もちろん自己資金だけで起業・開業できれば良いのですが、会社設立・起業後は多額の設備投資が必要だったり、できれば余裕を持って事業展開できるように一定の運転資金も確保しておきたいところです。

そんな中検討しておきたいのが、「創業融資による資金調達」と「補助金・助成金による資金調達」です。
本記事では、会社設立・起業直後ならではの創業融資や補助金・助成金による資金調達について解説しています。

創業融資の概要や資金調達までの流れ・申し込む前に準備すべきポイントについて知りたい方は、以下の記事も合わせてご覧ください。

関連記事:創業融資とは?創業融資の種類と資金調達までの流れを徹底解説

会社設立・起業後の創業融資による資金調達

会社設立・起業後の資金調達として、金融機関からの融資を検討される方も非常に多いかと思います。

**データ内容**
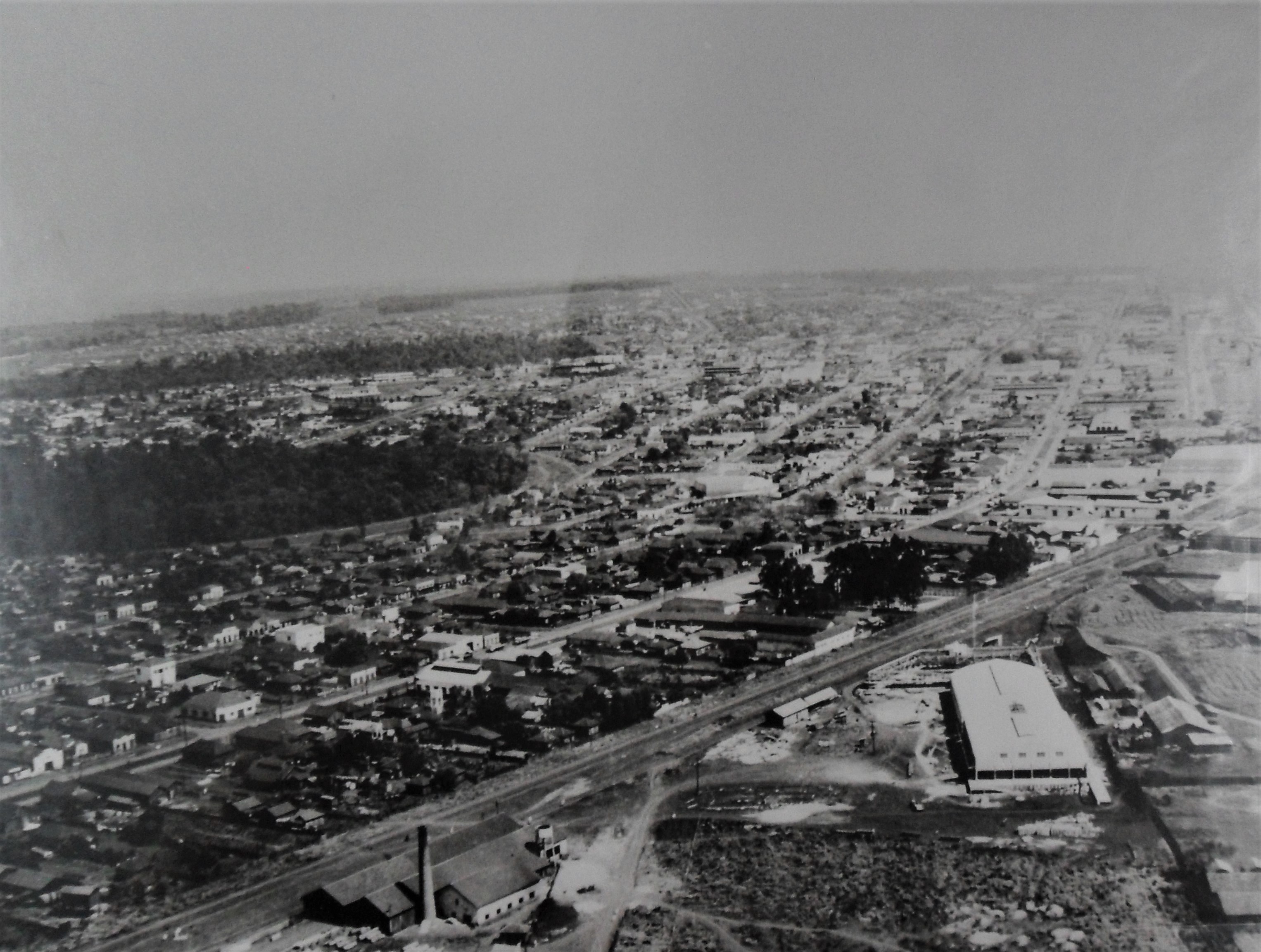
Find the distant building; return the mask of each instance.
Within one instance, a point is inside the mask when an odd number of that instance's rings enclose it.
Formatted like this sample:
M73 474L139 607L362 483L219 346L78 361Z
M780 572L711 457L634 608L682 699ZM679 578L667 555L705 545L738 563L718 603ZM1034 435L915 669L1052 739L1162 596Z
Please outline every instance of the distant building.
M131 671L136 683L145 687L163 688L175 685L175 662L171 658L149 658Z
M1250 559L1213 583L1213 601L1226 608L1261 608L1261 561Z
M1042 493L1016 503L1021 516L1030 520L1076 520L1095 514L1095 507L1084 499L1057 499Z
M5 778L21 781L64 767L66 753L58 748L0 741L0 775Z
M951 675L968 792L1077 787L1086 745L1042 668L996 658Z
M322 624L289 624L277 628L275 638L281 644L293 644L298 651L314 651L317 644L324 643L324 625Z
M306 914L393 934L417 920L455 918L482 926L542 899L546 878L566 855L550 826L531 835L497 816L430 845L417 830L415 854L377 862L303 897Z
M812 695L806 697L797 697L787 704L782 704L778 707L772 707L767 711L767 724L773 728L791 728L793 724L799 724L806 720L811 712L818 710L823 705L831 704L840 695L836 694L836 688L825 687L821 691L815 691Z
M339 677L342 683L349 687L359 687L361 685L377 680L377 666L361 665L359 667L347 668Z
M1108 407L1102 414L1096 414L1091 417L1091 424L1086 427L1086 432L1124 435L1130 432L1132 426L1129 410Z
M241 641L241 629L235 624L227 624L218 630L206 632L206 647L208 648L223 648L228 644L236 644Z
M1226 733L1180 697L1161 697L1142 709L1142 719L1165 743L1193 749L1233 746Z
M259 712L259 696L241 691L207 691L184 701L184 716L193 720L226 724L252 717Z
M416 672L416 683L429 688L429 706L441 714L451 691L472 691L491 680L480 665L459 661L438 661Z
M175 690L195 695L202 691L217 691L222 683L223 678L217 675L189 675L175 682Z

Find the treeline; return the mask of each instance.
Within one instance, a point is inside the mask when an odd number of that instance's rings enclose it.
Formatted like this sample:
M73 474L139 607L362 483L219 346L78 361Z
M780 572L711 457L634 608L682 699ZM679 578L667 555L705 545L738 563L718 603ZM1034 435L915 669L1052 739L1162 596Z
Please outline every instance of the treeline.
M1033 543L1021 535L996 533L967 562L967 575L992 575L999 583L1023 576L1033 564ZM762 589L788 615L827 615L852 605L914 607L928 586L929 557L924 546L904 536L866 545L854 542L828 552L827 571L815 571L793 557L762 567Z
M358 377L383 371L497 367L594 353L591 343L575 334L543 338L537 334L450 333L424 340L351 340L288 351L242 347L185 359L165 357L111 367L72 367L55 374L18 377L8 381L0 392L23 400L87 397L304 377Z
M827 571L815 581L815 570L788 556L768 561L762 589L786 615L826 615L849 605L914 607L928 585L928 552L903 536L888 542L854 542L827 554Z
M120 314L87 324L25 324L0 328L0 351L9 354L69 351L76 347L119 344L163 334L212 334L221 330L284 327L311 320L319 316L319 313L320 305L309 301L264 304L228 314L182 314L159 310L150 314Z
M116 554L362 526L509 492L527 468L436 427L390 446L209 436L52 459L34 443L0 446L0 550Z
M537 285L533 287L497 287L480 291L453 291L450 294L397 294L377 299L380 314L416 314L424 310L453 308L462 301L484 301L501 298L530 298L543 294L584 294L586 291L634 291L642 287L660 287L665 281L648 277L630 277L612 281L574 281L572 284Z

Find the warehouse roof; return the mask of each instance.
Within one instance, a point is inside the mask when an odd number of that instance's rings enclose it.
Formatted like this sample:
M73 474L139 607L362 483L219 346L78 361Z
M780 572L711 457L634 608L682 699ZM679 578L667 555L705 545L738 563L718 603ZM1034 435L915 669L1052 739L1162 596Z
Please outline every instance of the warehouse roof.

**課題一覧**
**1)** 提示文の「もちろん自己資金だけで起業・」から「方も非常に多いかと思います。」までを、一字も変えずに打ち直すこと。
**2)** 提示文について、次の問いに答えること。
(a) 検討しておきたいとされる資金調達の方法を二つ挙げよ。
(b) 余裕を持って事業展開するために確保しておきたいとされる資金は何か。
(c) 会社設立・起業後の資金調達として、非常に多くの人が検討するとされるのは何か。
各行は提示文とは関係がない。

**解答一覧**
**1)**
もちろん自己資金だけで起業・開業できれば良いのですが、会社設立・起業後は多額の設備投資が必要だったり、できれば余裕を持って事業展開できるように一定の運転資金も確保しておきたいところです。

そんな中検討しておきたいのが、「創業融資による資金調達」と「補助金・助成金による資金調達」です。
本記事では、会社設立・起業直後ならではの創業融資や補助金・助成金による資金調達について解説しています。

創業融資の概要や資金調達までの流れ・申し込む前に準備すべきポイントについて知りたい方は、以下の記事も合わせてご覧ください。

関連記事:創業融資とは?創業融資の種類と資金調達までの流れを徹底解説

会社設立・起業後の創業融資による資金調達

会社設立・起業後の資金調達として、金融機関からの融資を検討される方も非常に多いかと思います。

**2)**
(a) 創業融資による資金調達と、補助金・助成金による資金調達
(b) 一定の運転資金
(c) 金融機関からの融資